--- START Records supplied ---

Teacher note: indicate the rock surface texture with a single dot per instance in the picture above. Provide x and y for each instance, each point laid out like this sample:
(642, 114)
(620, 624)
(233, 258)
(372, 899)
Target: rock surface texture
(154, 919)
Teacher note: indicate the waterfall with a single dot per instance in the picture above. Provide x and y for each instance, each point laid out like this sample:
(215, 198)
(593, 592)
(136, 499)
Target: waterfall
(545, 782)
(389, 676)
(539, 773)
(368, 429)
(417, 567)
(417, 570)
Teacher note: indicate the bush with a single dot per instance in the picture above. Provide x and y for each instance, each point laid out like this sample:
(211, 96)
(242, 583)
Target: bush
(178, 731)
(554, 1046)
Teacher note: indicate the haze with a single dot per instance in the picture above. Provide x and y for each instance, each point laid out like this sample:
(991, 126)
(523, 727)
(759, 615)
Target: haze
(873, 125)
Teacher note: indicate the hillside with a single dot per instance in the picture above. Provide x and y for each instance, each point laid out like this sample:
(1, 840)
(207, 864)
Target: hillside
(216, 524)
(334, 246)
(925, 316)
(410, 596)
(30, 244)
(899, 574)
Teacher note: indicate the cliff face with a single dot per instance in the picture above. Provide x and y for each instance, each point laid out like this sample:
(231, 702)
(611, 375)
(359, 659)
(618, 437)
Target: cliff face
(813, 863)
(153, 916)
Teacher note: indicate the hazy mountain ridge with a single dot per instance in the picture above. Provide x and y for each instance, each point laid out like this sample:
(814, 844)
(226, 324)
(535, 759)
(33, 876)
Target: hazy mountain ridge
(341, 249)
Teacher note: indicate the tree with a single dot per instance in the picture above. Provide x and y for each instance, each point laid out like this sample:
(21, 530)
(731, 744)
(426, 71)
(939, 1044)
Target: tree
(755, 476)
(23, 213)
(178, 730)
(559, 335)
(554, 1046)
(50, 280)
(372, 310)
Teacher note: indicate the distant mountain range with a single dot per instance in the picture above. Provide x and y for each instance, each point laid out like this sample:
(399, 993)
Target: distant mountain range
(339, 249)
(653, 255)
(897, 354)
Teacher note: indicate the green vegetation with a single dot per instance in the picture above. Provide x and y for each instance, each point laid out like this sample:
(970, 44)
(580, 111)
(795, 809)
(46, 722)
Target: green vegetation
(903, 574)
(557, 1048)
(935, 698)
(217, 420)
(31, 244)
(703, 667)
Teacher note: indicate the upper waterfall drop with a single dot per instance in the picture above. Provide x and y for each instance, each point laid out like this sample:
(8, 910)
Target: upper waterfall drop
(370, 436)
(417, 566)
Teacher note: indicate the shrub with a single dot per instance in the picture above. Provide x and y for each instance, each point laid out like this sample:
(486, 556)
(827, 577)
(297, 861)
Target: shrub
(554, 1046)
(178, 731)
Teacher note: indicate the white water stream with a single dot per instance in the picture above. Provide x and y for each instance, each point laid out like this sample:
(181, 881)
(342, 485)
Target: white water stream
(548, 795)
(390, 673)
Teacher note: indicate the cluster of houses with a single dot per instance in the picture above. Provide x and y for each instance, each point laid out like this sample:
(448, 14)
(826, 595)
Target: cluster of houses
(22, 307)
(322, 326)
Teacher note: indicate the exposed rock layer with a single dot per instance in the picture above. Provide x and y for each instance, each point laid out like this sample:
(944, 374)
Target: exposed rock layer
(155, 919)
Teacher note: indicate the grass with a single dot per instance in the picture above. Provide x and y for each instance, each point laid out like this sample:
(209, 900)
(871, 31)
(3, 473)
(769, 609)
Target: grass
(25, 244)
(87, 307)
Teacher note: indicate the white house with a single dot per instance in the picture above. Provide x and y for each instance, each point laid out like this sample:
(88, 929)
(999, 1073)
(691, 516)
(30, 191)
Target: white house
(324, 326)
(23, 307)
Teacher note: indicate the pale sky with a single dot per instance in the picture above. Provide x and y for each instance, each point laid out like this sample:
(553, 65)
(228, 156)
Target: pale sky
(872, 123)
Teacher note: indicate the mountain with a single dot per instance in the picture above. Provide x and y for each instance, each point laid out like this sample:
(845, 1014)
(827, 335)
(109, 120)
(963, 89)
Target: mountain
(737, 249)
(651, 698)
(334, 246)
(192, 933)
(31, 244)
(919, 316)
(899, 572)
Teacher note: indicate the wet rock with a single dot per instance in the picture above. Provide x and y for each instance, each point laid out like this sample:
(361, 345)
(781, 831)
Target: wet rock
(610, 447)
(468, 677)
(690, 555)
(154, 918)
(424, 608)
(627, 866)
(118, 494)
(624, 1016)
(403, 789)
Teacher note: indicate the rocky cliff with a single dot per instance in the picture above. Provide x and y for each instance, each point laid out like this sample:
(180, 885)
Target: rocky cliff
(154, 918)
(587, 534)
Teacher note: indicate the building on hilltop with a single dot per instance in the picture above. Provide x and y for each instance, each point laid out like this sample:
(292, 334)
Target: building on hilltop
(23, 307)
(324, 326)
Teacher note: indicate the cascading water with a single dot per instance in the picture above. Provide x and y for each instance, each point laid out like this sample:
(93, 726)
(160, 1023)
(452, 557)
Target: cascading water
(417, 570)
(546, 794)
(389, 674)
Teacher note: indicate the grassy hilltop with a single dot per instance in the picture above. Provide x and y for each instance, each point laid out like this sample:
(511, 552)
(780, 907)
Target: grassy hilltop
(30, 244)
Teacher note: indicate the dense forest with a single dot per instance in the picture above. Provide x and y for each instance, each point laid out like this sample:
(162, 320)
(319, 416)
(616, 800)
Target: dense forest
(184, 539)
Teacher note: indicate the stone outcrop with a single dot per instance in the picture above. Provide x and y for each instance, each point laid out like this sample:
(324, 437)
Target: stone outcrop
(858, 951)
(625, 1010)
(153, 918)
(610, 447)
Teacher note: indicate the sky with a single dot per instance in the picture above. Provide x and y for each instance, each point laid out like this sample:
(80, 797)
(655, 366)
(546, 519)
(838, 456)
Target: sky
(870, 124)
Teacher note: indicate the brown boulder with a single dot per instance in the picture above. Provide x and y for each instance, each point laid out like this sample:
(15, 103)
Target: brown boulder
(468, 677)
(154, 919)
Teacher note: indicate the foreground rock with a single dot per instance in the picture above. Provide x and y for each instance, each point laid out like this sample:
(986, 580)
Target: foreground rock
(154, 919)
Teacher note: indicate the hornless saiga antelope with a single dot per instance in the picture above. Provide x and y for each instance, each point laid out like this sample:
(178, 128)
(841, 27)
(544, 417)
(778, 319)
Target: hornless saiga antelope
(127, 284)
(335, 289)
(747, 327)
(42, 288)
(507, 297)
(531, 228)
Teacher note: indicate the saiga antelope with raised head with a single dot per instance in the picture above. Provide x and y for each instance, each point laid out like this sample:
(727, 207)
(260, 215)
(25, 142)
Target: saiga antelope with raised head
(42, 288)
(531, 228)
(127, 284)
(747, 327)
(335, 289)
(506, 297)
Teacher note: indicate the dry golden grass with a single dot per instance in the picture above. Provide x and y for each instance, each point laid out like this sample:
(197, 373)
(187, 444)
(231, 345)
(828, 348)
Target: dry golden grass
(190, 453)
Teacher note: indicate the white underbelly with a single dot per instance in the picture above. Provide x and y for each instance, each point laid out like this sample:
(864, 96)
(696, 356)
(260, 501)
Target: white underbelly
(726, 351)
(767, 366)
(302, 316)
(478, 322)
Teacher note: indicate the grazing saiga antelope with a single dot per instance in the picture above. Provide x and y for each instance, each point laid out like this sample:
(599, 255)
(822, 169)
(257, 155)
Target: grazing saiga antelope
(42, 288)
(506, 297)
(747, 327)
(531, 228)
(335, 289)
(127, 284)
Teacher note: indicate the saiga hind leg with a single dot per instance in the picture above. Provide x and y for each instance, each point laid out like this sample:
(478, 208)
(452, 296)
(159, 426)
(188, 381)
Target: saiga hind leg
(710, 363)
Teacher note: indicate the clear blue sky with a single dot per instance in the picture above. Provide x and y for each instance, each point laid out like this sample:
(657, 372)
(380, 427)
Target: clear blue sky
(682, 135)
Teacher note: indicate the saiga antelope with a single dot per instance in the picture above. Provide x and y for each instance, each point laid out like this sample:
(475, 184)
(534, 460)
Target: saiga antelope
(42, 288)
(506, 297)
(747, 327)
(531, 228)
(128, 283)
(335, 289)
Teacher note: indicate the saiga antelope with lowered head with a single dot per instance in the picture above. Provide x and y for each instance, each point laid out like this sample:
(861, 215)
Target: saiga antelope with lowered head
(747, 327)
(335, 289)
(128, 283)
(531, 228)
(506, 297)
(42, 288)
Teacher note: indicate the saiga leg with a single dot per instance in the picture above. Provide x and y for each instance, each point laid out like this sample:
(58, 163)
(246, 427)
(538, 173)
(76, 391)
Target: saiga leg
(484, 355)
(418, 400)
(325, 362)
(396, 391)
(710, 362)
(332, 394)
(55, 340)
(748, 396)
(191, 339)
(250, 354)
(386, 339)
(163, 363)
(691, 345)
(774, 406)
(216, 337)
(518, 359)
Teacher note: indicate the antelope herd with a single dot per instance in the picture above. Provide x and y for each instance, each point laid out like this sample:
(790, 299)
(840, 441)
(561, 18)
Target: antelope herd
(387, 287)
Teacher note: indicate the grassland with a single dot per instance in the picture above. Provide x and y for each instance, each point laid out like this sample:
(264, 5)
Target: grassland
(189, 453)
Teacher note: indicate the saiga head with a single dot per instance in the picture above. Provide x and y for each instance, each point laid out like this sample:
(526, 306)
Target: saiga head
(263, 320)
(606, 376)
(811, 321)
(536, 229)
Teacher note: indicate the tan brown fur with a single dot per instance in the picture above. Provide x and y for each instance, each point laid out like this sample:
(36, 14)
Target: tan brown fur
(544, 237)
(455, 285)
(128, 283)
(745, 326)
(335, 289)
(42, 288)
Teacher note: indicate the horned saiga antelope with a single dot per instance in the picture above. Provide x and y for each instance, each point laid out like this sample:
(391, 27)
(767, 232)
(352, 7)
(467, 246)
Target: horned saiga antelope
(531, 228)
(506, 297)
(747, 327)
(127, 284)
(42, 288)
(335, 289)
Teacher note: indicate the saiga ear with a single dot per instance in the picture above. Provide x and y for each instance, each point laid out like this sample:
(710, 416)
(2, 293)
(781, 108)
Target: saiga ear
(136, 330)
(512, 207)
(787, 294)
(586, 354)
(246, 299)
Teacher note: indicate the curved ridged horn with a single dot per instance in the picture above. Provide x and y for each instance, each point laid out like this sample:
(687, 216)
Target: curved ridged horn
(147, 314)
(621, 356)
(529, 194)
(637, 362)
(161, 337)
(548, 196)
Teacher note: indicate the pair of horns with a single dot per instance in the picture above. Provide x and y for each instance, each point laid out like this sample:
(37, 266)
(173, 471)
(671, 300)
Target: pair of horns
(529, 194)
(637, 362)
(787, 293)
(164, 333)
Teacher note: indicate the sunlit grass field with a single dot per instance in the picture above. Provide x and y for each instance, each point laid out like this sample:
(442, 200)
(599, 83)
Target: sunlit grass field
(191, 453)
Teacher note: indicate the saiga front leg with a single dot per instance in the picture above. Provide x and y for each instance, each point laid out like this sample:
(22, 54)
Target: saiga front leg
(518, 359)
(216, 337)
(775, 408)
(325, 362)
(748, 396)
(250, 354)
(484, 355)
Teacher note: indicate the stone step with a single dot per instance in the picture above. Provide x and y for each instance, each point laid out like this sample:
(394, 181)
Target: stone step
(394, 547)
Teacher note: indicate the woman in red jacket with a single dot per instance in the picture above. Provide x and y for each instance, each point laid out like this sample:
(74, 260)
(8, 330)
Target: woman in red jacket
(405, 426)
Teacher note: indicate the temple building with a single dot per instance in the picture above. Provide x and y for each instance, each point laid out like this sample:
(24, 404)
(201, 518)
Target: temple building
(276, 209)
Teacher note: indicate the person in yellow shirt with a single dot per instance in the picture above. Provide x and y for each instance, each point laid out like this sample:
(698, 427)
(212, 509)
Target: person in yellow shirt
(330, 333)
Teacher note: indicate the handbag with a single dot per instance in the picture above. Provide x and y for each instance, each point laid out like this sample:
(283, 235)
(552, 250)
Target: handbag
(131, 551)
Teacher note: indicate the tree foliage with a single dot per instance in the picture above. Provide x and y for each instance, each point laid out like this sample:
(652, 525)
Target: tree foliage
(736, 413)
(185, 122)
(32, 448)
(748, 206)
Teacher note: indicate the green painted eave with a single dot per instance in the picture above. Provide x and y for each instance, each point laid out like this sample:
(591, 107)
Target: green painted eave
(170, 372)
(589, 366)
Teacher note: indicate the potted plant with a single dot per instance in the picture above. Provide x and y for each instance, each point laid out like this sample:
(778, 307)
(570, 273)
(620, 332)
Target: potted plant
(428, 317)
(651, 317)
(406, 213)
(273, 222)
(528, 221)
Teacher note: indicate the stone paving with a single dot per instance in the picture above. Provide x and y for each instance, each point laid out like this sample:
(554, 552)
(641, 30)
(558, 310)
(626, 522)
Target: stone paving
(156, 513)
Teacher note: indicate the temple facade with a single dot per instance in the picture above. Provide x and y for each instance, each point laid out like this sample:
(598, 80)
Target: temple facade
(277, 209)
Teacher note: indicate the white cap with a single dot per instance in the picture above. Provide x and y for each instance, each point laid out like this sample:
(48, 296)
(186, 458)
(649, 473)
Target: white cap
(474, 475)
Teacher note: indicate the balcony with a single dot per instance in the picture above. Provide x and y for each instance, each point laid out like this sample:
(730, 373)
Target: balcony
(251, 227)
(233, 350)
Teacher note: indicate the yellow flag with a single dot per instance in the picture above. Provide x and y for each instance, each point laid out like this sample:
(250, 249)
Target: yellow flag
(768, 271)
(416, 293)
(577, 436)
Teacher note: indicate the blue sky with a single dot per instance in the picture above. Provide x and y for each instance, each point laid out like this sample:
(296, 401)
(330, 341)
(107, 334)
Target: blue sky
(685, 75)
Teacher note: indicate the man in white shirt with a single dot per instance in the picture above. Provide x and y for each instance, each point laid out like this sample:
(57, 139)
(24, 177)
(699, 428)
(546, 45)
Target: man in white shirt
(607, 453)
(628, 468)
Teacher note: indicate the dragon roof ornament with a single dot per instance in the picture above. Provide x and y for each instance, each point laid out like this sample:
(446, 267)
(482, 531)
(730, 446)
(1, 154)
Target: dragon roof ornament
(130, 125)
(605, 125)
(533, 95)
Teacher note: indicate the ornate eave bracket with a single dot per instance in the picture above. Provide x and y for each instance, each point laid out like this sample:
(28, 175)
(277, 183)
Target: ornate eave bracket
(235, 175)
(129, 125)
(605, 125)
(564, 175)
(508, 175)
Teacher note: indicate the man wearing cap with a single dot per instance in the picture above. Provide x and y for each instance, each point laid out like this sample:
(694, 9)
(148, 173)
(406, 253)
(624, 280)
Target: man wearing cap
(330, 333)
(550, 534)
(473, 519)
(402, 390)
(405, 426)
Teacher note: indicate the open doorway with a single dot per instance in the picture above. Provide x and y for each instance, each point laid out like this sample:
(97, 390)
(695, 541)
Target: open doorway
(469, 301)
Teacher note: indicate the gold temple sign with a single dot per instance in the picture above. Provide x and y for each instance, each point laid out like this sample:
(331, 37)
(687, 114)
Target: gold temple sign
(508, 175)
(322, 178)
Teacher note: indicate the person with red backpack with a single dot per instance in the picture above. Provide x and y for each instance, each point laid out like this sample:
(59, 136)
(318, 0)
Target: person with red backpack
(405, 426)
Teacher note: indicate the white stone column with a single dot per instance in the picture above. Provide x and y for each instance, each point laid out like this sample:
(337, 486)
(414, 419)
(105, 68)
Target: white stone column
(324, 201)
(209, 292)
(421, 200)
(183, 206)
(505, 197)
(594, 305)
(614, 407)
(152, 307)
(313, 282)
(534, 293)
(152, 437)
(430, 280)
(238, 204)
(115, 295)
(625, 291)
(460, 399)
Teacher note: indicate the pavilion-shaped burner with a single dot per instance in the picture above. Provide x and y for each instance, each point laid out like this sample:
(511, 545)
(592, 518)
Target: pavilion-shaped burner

--- END Records supplied ---

* What to produce:
Beginning at the line where "Teacher note: indicate the man wearing" appears, extract each line through the end of the data above; keep them exact and include nothing else.

* Answer to this task:
Teacher note: indicate the man wearing cap with a single dot per instance in the picture above. Provide x and y for each instance, each point laid out like this sample:
(694, 9)
(148, 173)
(406, 253)
(624, 280)
Target: man wearing cap
(330, 333)
(550, 534)
(473, 519)
(402, 390)
(405, 426)
Teacher note: indicate the open doorway with a single dot per instance in the picture above. Provide x and y for each instance, each point laid out like this sample:
(97, 390)
(695, 541)
Target: open doorway
(469, 301)
Teacher note: indicate the gold temple sign with a single dot per instance in the picture above. Provide x and y for each instance, each point laid out like this sample:
(331, 37)
(687, 114)
Target: gold temple sign
(508, 175)
(322, 178)
Teacher note: indicate the person with red backpack with a single dot per instance in the picture above. Provide x and y for each instance, each point laid out like this sample:
(59, 136)
(318, 0)
Target: person with red backpack
(405, 426)
Teacher note: indicate the white stone column with a single dot per instance in the picture above. Provide x and y for each instance, each point laid out like this sample:
(337, 486)
(414, 419)
(105, 68)
Target: white stone column
(324, 201)
(209, 292)
(421, 200)
(183, 206)
(505, 197)
(594, 305)
(614, 407)
(152, 307)
(313, 282)
(534, 293)
(152, 437)
(430, 280)
(238, 204)
(115, 295)
(625, 291)
(460, 399)
Teacher note: indicate the pavilion-shaped burner with a single dot per instance in the picture above. Provide x and y for each instance, each point laid out like this sample:
(511, 545)
(592, 518)
Target: pavilion-shaped burner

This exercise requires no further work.